*Given exercise 1*
Count the lines in the records below that contain the string "mirror", and give only that number.

*Excerpt*
________________________

‘Kids Who Die’ is a powerful and incredibly moving poem that depicts the social climate of the 1930s, a period through which Hughes lives. This poem which alludes to that specific moment is, unfortunately, just as poignant now as it was then. Hughes could be speaking about contemporary life in the first 2/3rds of the poem. The climate of hate, fear, abuse, and death that Hughes depicts is very clearly playing out around us today.
This piece was written in 1938 but has over the last ten years had a resurgence in popularity as deaths, especially those of black youths, have surged in coverage by the media.
In the second half of the poem the mood changes. Hughes takes the reader from a place of depression, fear, and anxiety, to one that is incredibly hopeful and powerful. He speaks of a time in which the lives of these children are recognized by society as a whole. Everyone will, in the way they live their lives, become a monument to those who were lost. This time of unity, hope, and resistance has not come into being yet, but a careful reader and student of history can find an optimistic progression of events to where we are today.

________________________

(Items listed in a dataset)
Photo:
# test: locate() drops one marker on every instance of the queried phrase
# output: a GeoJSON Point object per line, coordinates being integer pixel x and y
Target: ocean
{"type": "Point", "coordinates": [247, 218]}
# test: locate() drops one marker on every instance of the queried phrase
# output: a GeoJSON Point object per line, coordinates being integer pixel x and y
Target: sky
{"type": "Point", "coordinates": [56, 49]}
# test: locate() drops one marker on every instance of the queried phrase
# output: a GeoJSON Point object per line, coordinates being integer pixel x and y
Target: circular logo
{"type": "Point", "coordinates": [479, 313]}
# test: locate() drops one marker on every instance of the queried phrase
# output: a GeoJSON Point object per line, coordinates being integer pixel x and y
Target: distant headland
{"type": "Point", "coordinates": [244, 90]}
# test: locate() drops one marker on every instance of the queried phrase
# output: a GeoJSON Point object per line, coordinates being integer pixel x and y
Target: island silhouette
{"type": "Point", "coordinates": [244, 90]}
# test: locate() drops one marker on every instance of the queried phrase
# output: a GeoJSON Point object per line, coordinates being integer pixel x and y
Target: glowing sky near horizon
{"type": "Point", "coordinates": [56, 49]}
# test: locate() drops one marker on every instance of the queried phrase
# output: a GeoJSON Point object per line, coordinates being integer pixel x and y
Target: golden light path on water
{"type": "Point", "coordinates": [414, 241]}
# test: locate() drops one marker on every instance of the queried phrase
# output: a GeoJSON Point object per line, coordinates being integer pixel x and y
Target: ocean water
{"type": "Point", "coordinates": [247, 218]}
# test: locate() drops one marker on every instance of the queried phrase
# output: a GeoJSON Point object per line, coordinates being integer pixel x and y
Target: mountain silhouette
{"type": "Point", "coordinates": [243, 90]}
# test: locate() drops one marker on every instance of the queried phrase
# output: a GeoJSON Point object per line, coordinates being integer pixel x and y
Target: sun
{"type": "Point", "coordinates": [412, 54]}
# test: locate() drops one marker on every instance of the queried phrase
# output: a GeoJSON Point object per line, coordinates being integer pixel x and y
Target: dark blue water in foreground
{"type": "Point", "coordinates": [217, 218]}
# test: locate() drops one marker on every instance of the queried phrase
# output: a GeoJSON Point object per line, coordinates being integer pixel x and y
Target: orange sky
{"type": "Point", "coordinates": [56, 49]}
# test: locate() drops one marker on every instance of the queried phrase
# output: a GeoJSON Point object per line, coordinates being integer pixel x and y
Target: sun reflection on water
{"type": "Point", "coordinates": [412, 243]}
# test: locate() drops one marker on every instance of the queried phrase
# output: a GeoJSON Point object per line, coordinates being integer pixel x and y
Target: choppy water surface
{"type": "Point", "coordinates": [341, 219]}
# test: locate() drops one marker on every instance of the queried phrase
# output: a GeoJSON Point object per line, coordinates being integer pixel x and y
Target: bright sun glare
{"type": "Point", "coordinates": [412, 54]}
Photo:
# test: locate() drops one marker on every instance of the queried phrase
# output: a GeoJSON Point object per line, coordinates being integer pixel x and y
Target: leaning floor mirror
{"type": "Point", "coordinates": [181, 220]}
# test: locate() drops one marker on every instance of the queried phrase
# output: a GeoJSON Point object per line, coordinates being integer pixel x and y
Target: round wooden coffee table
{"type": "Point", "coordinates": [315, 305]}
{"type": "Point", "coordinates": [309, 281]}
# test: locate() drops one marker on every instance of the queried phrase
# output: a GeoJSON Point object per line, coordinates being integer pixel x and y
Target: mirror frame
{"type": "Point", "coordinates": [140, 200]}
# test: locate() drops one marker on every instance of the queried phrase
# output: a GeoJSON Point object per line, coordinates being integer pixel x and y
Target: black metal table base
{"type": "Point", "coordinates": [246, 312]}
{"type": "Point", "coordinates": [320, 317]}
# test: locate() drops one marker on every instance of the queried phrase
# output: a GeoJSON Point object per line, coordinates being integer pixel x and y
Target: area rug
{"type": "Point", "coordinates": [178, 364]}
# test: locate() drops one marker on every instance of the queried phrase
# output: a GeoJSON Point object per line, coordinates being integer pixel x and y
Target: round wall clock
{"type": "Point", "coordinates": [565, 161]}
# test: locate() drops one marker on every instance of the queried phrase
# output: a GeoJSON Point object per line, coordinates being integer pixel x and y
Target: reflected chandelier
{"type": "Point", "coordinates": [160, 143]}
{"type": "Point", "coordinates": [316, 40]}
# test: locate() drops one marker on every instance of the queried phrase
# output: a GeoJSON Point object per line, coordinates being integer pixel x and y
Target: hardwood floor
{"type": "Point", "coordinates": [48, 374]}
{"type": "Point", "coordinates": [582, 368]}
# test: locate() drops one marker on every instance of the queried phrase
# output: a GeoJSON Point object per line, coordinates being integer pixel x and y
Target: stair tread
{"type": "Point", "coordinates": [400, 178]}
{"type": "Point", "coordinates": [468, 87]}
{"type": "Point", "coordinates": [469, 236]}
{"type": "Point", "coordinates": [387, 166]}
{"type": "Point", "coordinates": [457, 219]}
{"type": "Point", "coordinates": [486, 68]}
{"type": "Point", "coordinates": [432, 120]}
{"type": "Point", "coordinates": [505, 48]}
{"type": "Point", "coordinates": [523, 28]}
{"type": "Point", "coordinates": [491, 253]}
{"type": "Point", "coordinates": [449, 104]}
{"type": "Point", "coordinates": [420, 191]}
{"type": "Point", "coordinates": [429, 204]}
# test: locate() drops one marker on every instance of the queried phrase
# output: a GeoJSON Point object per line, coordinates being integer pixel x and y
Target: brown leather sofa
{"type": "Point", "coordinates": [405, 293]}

________________________

*Given exercise 2*
Copy part of the essay above, swapping "depression" for "sorrow". Begin at the words "This piece was"; stop after "we are today.".

*Task response 1*
2

*Task response 2*
This piece was written in 1938 but has over the last ten years had a resurgence in popularity as deaths, especially those of black youths, have surged in coverage by the media.
In the second half of the poem the mood changes. Hughes takes the reader from a place of sorrow, fear, and anxiety, to one that is incredibly hopeful and powerful. He speaks of a time in which the lives of these children are recognized by society as a whole. Everyone will, in the way they live their lives, become a monument to those who were lost. This time of unity, hope, and resistance has not come into being yet, but a careful reader and student of history can find an optimistic progression of events to where we are today.